*Brief*.
Lines to restate from the data below: from the one containing "TARGET: white multi-story building" to the one containing "TARGET: lobster claw", both included. Give them again exactly, and only them.

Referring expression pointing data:
═══

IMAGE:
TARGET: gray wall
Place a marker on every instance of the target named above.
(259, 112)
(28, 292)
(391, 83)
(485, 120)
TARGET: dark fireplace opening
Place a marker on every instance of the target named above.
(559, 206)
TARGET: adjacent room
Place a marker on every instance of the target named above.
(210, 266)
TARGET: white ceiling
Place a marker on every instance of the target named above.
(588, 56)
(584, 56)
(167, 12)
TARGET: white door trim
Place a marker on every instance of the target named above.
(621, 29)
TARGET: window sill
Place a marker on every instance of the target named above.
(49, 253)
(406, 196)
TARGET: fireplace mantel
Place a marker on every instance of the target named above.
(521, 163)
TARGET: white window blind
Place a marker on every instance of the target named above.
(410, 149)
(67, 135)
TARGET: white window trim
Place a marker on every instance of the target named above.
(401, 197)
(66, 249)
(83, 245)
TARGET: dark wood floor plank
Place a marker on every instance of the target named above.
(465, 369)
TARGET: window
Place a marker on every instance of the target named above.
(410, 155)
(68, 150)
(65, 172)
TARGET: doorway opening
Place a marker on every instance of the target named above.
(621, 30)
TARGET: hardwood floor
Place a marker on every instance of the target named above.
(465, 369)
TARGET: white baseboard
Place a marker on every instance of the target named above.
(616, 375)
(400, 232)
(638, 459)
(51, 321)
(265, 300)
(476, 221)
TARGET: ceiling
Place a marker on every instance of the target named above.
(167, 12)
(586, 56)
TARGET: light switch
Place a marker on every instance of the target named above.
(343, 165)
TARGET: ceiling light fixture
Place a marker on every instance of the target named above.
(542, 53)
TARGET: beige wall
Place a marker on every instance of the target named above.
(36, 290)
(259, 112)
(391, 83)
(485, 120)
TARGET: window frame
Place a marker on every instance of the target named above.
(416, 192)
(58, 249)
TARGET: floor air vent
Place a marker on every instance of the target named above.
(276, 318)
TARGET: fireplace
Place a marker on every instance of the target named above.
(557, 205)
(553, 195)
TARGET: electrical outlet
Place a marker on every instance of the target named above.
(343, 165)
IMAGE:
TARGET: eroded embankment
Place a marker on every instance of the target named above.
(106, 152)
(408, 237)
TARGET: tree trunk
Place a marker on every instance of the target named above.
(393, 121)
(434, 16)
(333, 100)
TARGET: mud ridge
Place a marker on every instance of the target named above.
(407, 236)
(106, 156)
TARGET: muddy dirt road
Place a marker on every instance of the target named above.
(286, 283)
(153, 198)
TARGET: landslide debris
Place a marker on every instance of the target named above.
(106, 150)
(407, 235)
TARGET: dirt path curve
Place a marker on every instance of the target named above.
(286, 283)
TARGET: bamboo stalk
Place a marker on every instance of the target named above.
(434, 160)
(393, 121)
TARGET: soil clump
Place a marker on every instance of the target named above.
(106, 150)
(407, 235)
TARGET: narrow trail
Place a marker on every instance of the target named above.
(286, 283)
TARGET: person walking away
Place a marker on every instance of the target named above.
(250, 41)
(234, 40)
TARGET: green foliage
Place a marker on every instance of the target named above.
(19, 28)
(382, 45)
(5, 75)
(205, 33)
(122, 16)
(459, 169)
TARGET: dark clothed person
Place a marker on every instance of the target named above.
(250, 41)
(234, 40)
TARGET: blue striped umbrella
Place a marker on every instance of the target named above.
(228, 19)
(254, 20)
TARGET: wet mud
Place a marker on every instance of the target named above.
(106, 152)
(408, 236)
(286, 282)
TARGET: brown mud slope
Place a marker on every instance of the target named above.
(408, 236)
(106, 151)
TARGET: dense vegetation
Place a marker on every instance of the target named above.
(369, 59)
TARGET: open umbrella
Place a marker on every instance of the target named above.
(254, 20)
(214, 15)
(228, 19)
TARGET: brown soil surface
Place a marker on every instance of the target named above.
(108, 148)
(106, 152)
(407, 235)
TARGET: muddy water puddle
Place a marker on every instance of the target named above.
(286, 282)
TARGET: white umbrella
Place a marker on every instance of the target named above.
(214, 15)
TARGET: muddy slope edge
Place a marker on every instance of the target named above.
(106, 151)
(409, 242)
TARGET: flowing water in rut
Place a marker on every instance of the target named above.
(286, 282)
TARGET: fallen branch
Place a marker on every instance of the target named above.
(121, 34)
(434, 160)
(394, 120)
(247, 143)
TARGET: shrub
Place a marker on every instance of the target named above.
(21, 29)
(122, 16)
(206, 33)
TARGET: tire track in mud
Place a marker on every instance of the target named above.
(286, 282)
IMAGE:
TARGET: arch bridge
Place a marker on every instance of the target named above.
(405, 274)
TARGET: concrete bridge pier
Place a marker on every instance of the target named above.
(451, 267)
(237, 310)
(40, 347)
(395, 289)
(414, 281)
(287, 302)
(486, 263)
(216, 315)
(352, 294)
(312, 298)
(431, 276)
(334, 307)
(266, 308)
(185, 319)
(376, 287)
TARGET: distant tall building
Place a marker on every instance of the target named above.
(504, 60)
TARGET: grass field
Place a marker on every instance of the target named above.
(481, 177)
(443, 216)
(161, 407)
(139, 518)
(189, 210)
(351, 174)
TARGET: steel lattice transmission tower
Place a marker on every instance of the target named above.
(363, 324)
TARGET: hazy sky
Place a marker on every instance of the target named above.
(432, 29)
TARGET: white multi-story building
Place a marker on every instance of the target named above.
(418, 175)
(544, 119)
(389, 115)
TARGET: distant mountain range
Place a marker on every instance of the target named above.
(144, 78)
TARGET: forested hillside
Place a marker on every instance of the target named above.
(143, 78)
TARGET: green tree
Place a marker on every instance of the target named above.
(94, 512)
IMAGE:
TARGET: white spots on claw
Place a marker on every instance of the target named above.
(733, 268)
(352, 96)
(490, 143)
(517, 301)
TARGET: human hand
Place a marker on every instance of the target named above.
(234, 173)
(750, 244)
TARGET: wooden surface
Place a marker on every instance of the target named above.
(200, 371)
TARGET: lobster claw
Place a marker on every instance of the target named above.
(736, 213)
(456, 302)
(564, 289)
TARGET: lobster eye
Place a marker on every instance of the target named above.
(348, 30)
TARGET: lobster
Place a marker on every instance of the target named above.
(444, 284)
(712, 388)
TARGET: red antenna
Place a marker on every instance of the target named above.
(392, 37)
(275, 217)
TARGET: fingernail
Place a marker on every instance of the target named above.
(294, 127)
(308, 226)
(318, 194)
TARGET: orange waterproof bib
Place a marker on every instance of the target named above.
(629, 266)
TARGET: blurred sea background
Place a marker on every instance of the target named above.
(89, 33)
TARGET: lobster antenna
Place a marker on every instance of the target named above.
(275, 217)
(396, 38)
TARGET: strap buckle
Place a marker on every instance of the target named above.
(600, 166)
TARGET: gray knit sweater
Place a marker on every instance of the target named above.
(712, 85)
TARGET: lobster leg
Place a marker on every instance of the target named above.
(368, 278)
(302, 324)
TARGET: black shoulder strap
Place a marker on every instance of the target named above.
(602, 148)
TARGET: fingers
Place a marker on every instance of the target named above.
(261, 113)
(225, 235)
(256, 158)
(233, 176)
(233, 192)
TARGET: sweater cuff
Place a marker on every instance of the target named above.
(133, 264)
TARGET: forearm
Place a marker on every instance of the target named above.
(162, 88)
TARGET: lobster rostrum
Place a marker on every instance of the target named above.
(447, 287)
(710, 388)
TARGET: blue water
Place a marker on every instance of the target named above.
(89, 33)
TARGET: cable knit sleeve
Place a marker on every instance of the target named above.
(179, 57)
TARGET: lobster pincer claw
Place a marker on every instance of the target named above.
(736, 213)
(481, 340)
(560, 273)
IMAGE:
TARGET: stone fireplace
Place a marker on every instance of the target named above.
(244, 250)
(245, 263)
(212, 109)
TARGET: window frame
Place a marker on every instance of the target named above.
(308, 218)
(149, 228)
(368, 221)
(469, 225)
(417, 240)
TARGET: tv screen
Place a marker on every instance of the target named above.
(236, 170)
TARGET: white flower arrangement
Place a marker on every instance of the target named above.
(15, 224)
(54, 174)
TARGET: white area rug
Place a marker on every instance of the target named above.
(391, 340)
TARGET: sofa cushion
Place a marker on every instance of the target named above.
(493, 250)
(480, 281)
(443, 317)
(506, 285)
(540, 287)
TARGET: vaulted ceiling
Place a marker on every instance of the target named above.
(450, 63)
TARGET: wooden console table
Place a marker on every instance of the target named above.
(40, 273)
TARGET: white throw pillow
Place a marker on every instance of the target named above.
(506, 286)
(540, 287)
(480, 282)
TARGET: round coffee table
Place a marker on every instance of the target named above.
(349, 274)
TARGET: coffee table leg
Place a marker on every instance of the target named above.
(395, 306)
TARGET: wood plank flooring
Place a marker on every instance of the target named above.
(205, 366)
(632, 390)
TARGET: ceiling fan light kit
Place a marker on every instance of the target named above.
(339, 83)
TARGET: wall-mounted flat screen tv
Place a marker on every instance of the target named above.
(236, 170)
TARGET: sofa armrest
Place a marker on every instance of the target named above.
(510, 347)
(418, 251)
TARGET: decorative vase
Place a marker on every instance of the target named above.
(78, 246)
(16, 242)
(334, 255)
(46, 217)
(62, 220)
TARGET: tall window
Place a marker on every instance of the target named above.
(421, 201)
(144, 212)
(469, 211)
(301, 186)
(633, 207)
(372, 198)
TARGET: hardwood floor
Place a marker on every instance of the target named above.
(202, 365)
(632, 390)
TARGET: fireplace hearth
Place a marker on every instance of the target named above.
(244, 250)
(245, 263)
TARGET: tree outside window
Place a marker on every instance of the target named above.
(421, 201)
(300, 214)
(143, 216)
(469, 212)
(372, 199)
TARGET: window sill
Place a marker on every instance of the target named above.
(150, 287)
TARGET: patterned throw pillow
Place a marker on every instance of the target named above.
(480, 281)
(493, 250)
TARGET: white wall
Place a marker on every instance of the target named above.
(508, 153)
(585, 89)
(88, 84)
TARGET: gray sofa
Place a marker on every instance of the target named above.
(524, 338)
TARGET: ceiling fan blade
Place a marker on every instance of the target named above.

═══

*Written reply*.
TARGET: white multi-story building
Place a marker on every instance of the target named above.
(418, 175)
(544, 119)
(389, 115)
TARGET: distant mountain range
Place a marker on every instance of the target named above.
(144, 78)
TARGET: forested hillside
Place a marker on every instance of the target named above.
(143, 78)
TARGET: green tree
Place a marker on every instance of the target named above.
(94, 512)
IMAGE:
TARGET: white spots on claw
Place a marker on every instance of the target named above.
(733, 268)
(352, 96)
(490, 143)
(517, 301)
TARGET: human hand
Place a marker on every instance of the target named above.
(234, 173)
(750, 244)
TARGET: wooden surface
Place a marker on every instance of the target named above.
(200, 371)
TARGET: lobster claw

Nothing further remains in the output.